> **JOBS**:
• 1. From the car audio thread, write out the part that opens with the words containing "my old truck" and closes with "getting old, LoL!!!".
• 2. In the car audio thread, which amp powered jctgumby's competition system in the S-10 Blazer?

> **TEXT PASSAGE**:
* * *

# any car audio junkies?



## adam6604 (Feb 5, 2012)

hey guys was wondering how many of you guys are into car audio? i know this isn't a normal thread for a forum like this but i was thinking alot about mine lately.. 






my old truck with the system.. debating if i wanna put it back in my new cummins.. lol


----------



## jctgumby (Apr 23, 2009)

How much power you pushing? It is definatly moving some air. I used to have a competition system in an S-10 Blazer and competed in DB Drag events. 2 Kicker XPL 12's with a Phoenix Gold XS 6600 amp. You couldn't sit in it with the windows closed. It moved so much air that you couldn't breathe. Of course that was like 12 years ago. The set up I ran then ain't **** now a days. **** I am getting old, LoL!!!


----------



## adam6604 (Feb 5, 2012)

hahahaha! i was running 2500-2600rms at .5 ohms daily.. it did pretty good for what it was! on 1200rms ( 2 ohms ) i hit 140db with windows up on music. since then the power has doubled lol kind of just convincing myself to tear out the backseats in the new truck and put them in.. haha going crazy without some bass! the brute has helped keep me occupied in the mean time though.


----------



## JLOWERY (Jan 30, 2010)

140 on a mic or meter. I had a Durango running 6 13.5 W7's with 3 1000/1's that did 158.9 on a meter that was with the widows down a inch per USAC rules. On a mic it was high 160's. It was walled out slot ported tuned at 140 hertz. Those were the fun days. Now I just got 2 Sound Stream Van Goughs 500.4's with 10 Polk Mo Mo Titaniums with all Polk Mo Mo components in the wifeys Infinity it does alright for what it is 139.4 on a meter.


----------



## newbie (Nov 18, 2011)

Thats kick a** i have a 12" t1 rockford in my blazer it does ok


----------



## adam6604 (Feb 5, 2012)

* * *

> **RECORDED DATA**:
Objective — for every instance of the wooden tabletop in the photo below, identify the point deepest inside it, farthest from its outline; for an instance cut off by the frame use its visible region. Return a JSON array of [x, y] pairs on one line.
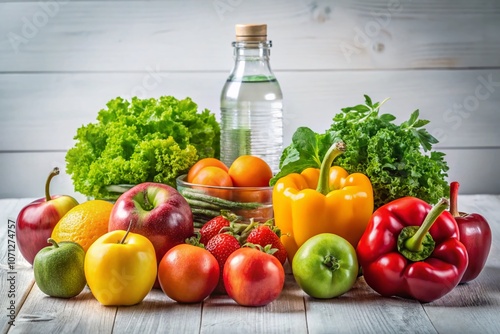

* * *

> **WRITTEN RESPONSES**:
• 1.
my old truck with the system.. debating if i wanna put it back in my new cummins.. lol


----------



## jctgumby (Apr 23, 2009)

How much power you pushing? It is definatly moving some air. I used to have a competition system in an S-10 Blazer and competed in DB Drag events. 2 Kicker XPL 12's with a Phoenix Gold XS 6600 amp. You couldn't sit in it with the windows closed. It moved so much air that you couldn't breathe. Of course that was like 12 years ago. The set up I ran then ain't **** now a days. **** I am getting old, LoL!!!

• 2. A Phoenix Gold XS 6600 amp.